[STATED PROBLEM 1] From the article on Anora's DGA and PGA wins, reproduce the passage starting at "For a while" and ending at "from the PGA.".
[STATED PROBLEM 2] According to the article on Anora's DGA and PGA wins, who won the Best Director Oscar in 2019, the year Sam Mendes took the DGA Award?
[STATED PROBLEM 3] Carry on writing the article on Anora's DGA and PGA wins, beginning after its final sentence.
··· DOCUMENT TEXT
Anora takes top honors at both DGA and PGA Awards. Are the Oscars next?

The Best Director and Best Picture race just got more interesting, as Sean Baker and Anora won big over the weekend.

anora

For a while there the Best Picture race was wide open. But now that both the Directors Guild of America and the Producers Guild of America have agreed on one film, it’s looking like the image is starting to come together for the Academy Awards. And that film is Anora, as director Sean Baker took home the DGA Award for Best Director and the film itself won the top prize from the PGA.

First-time DGA nominee Sean Baker would beat out The Brutalist’s Brady Corbet, A Complete Unknown’s James Mangold, Conclave’s Edward Berger, and Emilia Pérez’s Jacques Audiard.  As we’ve found, the Directors Guild of America has an incredible track record of predicting the Best Director Oscar winner, with less than 10 of the DGA winners not taking home the Academy Award. The most recent example was in 2019, with Sam Mendes winning for 1917 but losing the Oscar to Bong Joon-ho for Parasite. Really the only person that seems to be standing in his way is Corbet, but even now that feels like a long-shot.
······
··· DATASET CONTENT
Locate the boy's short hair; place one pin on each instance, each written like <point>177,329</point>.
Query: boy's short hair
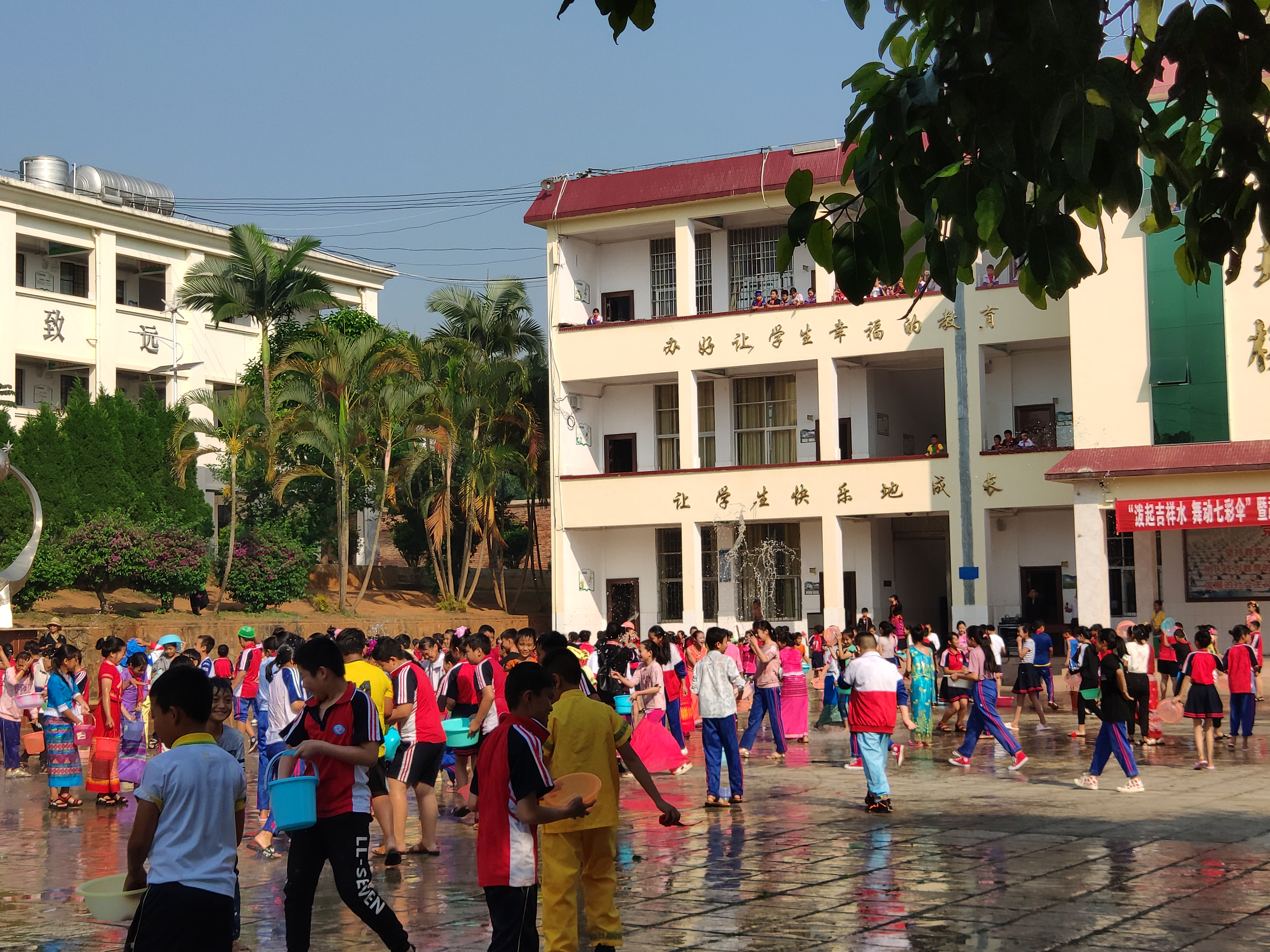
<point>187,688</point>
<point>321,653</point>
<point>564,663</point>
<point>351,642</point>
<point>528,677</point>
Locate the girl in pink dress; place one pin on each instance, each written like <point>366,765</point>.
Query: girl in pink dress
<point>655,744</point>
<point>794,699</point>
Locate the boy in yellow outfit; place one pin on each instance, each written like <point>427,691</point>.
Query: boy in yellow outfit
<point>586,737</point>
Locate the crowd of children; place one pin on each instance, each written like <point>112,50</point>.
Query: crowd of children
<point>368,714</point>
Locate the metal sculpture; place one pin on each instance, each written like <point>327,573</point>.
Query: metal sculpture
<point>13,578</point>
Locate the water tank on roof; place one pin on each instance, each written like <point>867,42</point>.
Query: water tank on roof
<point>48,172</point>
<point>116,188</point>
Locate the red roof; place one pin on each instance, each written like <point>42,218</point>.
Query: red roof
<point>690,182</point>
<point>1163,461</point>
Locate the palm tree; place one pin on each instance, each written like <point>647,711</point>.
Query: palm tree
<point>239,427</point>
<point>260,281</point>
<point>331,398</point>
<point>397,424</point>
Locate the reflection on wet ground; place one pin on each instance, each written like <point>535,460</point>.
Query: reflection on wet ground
······
[WRITTEN ANSWER 1]
For a while there the Best Picture race was wide open. But now that both the Directors Guild of America and the Producers Guild of America have agreed on one film, it’s looking like the image is starting to come together for the Academy Awards. And that film is Anora, as director Sean Baker took home the DGA Award for Best Director and the film itself won the top prize from the PGA.

[WRITTEN ANSWER 2] Bong Joon-ho won it, for Parasite.

[WRITTEN ANSWER 3]
As far as where winning the top PGA Award (officially called the Darryl F. Zanuck Award for Outstanding Producer of Theatrical Motion Pictures) puts Anora for the Best Picture Oscar, that also gives it a wide cushion. But since the PGA Awards are about 40 years newer than the DGA Awards, the numbers are a bit more skewed. More than a quarter of the PGA winners have ended up losing the Best Picture Oscar, with three coming in the 2010s alone. Even still, it might be wise to put your money on Anora, especially as it’s taking advantage of some of the controversies surrounding The Brutalist and Emilia Pérez.

On the PGA front, Anora bested a number of films also competing for the Best Picture Oscar: The Brutalist, A Complete Unknown, Conclave, Dune: Part Two, Emilia Pérez, The Substance, and Wicked. (A Real Pain and September 5 have been swapped out with I’m Still Here and Nickel Boys by the AMPAS.)

Elsewhere at the DGAs, Best First Time Feature went to Nickel Boys’ RaMell Ross and Brendan Bellomo and Slava Leontyev won for their documentary Porcelain War. Shōgun, Hacks and Ripley were top television winners. Shōgun and Hacks also had a big night at the PGAs, while Super/Man: The Christopher Reeve Story and Wild Robot won their respective categories.

Who do you now predict to win Best Director and Best Picture at the Oscars next month? Is Anora the safest bet?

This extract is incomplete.